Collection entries

begin

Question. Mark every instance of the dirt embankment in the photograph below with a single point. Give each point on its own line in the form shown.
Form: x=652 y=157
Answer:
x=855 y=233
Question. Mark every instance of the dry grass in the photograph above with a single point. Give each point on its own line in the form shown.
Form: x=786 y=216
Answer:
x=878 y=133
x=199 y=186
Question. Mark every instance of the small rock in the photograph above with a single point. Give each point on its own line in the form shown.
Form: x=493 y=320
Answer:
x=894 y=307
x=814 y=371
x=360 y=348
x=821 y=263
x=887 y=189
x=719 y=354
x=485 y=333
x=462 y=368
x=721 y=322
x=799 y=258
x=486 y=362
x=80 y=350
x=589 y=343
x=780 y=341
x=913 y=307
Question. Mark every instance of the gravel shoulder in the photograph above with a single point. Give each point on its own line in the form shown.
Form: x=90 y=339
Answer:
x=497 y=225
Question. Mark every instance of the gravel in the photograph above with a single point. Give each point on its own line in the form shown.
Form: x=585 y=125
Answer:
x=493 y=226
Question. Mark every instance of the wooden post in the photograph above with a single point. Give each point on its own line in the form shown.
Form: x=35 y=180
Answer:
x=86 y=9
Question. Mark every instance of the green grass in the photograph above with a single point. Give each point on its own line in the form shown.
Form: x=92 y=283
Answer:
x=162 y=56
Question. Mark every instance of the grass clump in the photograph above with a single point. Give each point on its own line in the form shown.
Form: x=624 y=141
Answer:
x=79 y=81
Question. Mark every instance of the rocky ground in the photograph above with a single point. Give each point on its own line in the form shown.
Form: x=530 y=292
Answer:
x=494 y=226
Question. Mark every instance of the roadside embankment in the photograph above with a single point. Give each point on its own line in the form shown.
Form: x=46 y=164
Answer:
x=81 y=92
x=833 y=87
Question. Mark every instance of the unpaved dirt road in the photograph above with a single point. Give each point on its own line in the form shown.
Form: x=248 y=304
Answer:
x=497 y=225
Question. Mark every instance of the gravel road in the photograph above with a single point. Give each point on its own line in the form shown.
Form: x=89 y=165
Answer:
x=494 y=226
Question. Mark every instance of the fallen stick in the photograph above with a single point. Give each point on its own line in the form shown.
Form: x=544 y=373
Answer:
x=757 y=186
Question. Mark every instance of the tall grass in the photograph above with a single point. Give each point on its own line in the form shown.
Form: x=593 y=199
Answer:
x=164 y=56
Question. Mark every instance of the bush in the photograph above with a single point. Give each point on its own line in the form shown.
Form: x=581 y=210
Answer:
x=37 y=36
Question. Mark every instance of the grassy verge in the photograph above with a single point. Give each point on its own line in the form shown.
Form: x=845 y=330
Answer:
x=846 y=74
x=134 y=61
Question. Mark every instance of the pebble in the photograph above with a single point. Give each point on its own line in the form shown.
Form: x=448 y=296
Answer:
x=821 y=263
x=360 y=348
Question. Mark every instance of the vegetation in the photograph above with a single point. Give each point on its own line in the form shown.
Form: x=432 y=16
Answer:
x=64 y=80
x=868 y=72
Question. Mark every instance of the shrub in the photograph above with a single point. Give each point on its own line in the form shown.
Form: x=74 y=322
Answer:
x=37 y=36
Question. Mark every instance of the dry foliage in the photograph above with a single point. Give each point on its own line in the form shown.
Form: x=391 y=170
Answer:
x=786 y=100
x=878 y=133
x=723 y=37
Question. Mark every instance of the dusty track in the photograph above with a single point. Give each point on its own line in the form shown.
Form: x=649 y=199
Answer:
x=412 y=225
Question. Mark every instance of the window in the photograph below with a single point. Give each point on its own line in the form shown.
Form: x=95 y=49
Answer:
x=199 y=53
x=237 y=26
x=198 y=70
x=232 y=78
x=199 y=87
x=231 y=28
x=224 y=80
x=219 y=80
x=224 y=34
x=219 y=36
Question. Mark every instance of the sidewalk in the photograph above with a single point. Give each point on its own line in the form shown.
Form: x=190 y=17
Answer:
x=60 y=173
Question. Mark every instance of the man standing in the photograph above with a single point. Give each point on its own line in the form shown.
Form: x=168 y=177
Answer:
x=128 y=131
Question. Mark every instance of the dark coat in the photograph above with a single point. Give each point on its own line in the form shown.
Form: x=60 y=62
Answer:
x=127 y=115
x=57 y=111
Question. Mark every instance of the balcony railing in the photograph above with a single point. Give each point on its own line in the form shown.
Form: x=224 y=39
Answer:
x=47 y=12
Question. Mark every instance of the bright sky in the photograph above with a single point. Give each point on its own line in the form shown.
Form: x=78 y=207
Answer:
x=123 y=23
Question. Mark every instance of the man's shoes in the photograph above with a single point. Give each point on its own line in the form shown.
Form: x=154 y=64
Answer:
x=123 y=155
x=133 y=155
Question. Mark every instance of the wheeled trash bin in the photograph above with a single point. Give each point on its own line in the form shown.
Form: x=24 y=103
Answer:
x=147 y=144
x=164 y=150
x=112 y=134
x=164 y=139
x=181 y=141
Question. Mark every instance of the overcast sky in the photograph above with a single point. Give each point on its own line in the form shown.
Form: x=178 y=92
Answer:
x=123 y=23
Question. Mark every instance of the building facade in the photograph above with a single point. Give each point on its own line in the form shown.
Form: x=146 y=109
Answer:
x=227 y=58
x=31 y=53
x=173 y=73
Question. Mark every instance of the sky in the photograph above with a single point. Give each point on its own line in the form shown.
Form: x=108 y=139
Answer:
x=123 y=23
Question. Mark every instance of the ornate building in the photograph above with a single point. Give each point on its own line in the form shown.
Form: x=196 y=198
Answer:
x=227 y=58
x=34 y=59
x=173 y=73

end

Copy out each record, keeping every word as it is.

> _The answer_
Question. Mark every instance of the dirt embankment in the photograph below with a single point. Give each point on its own line in the form shown.
Form: x=652 y=157
Answer:
x=855 y=233
Question. Mark every instance of the dry grass in the photograph above with a single point. Give each point on its own line in the form shown.
Form: x=786 y=216
Answer:
x=878 y=133
x=199 y=186
Question. Mark every instance of the small rock in the photograph above with a single point. Give each point on its own line in the form shown.
Form: x=493 y=320
Answer:
x=894 y=307
x=814 y=371
x=360 y=348
x=821 y=263
x=887 y=189
x=719 y=354
x=485 y=333
x=462 y=368
x=721 y=322
x=799 y=258
x=486 y=362
x=80 y=350
x=589 y=343
x=780 y=341
x=913 y=307
Question. Mark every instance of the gravel shoulder in the photograph above with a single point. Give each point on its own line in the form shown.
Form: x=90 y=339
Answer:
x=497 y=225
Question. Mark every instance of the gravel in the photograph above with a single point. Give each point on its own line in the form shown.
Form: x=585 y=125
Answer:
x=493 y=226
Question. Mark every instance of the wooden post in the photograph above with a single point. Give each point on its own line in the form shown.
Form: x=35 y=180
Answer:
x=86 y=9
Question. Mark every instance of the green grass in the photograph above with a single point. Give each point on its own line in the form shown.
Form: x=92 y=283
Answer:
x=162 y=56
Question. Mark every instance of the grass clump in the photograph above with a single point. Give each point on its own line in the form shown.
Form: x=624 y=141
Answer:
x=79 y=81
Question. Mark every instance of the rocky ground in the photograph above with a single point. Give each point on its own line in the form shown.
Form: x=530 y=292
Answer:
x=494 y=226
Question. Mark every instance of the roadside embankment in the photograph above with a single point. Give each point on its own line in the form shown.
Form: x=46 y=164
Answer:
x=81 y=92
x=833 y=87
Question. Mark every instance of the unpaved dirt road in the photograph above with a single point. Give each point on its own line in the form shown.
Form: x=248 y=304
Answer:
x=497 y=225
Question. Mark every instance of the gravel road in the photograph above with a single point. Give each point on its own line in the form shown.
Form: x=89 y=165
Answer:
x=494 y=226
Question. Mark every instance of the fallen stick in the photograph above with a single point. Give each point on its own line in the form shown.
Form: x=544 y=373
Answer:
x=757 y=186
Question. Mark every instance of the tall grass in the photograph above with a single point. Give each point on its own line in the form shown.
Form: x=593 y=199
Answer:
x=164 y=56
Question. Mark every instance of the bush in the photograph above with a single point. Give each point on its own line in the form shown.
Form: x=581 y=210
Answer:
x=37 y=36
Question. Mark every instance of the grassy verge in the photograph above with a single point. Give each point on its own line in the form shown.
Form: x=845 y=330
Answer:
x=846 y=74
x=134 y=61
Question. Mark every instance of the pebble in the photograph above with a single point. Give each point on its own line in the form shown.
Form: x=448 y=296
Answer:
x=821 y=263
x=360 y=348
Question. Mark every instance of the vegetation in the photograph above with a single point. Give each point on its own line in the form shown.
Form: x=432 y=16
Answer:
x=64 y=80
x=868 y=72
Question. Mark every instance of the shrub in the photograph above with a single point. Give each point on its own line in the form shown.
Form: x=74 y=322
Answer:
x=37 y=36
Question. Mark every instance of the dry foliage in the photograph above with a single point. Give each point on its own line in the form shown.
Form: x=391 y=170
Answer:
x=786 y=100
x=878 y=133
x=723 y=37
Question. Mark every instance of the dusty track in the photograph above with a single point. Give each point on its own line in the form shown.
Form: x=649 y=199
Answer:
x=412 y=225
Question. Mark every instance of the window in the photograph below with a single point. Give each point on its own line in the form shown.
Form: x=95 y=49
Answer:
x=199 y=53
x=237 y=26
x=198 y=70
x=232 y=78
x=199 y=87
x=231 y=28
x=224 y=80
x=219 y=80
x=224 y=34
x=219 y=36
Question. Mark every instance of the sidewalk in the photograph above with a single point. Give each point on its own line in the form shown.
Form: x=190 y=17
Answer:
x=60 y=173
Question. Mark every instance of the man standing in the photograph above with a single point. Give each point on its own line in the form shown.
Form: x=168 y=177
Answer:
x=128 y=131
Question. Mark every instance of the dark coat in the photograph above with a single point. Give each point on its own line in the form shown.
Form: x=60 y=62
Answer:
x=127 y=115
x=57 y=111
Question. Mark every instance of the balcony railing in the photograph above with a single point. Give each point on its own line in the form shown.
Form: x=224 y=39
Answer:
x=47 y=12
Question. Mark every instance of the bright sky in the photograph above with a single point. Give each point on its own line in the form shown.
Form: x=78 y=207
Answer:
x=123 y=23
Question. Mark every instance of the man's shoes in the photograph above with a single point. Give each point on its own line in the form shown.
Form: x=154 y=64
Answer:
x=123 y=155
x=133 y=155
Question. Mark every instance of the wheeled trash bin in the photograph above with a single point. Give each point on its own line in the form shown.
Form: x=24 y=103
Answer:
x=147 y=144
x=164 y=150
x=112 y=134
x=164 y=139
x=181 y=141
Question. Mark every instance of the overcast sky in the photograph above with a single point. Give each point on its own line in the form shown.
Form: x=178 y=92
Answer:
x=123 y=23
Question. Mark every instance of the building facade in the photograph above with a single point. Give each point on its own line in the form shown.
Form: x=146 y=109
Answer:
x=227 y=58
x=31 y=53
x=173 y=73
Question. Mark every instance of the sky in the photograph above with a single point. Give each point on its own line in the form shown.
Form: x=108 y=139
Answer:
x=123 y=23
Question. Mark every instance of the ornate building in the photograph above with a single point. Give each point on its own line in the form shown.
Form: x=196 y=198
Answer:
x=227 y=58
x=34 y=59
x=173 y=73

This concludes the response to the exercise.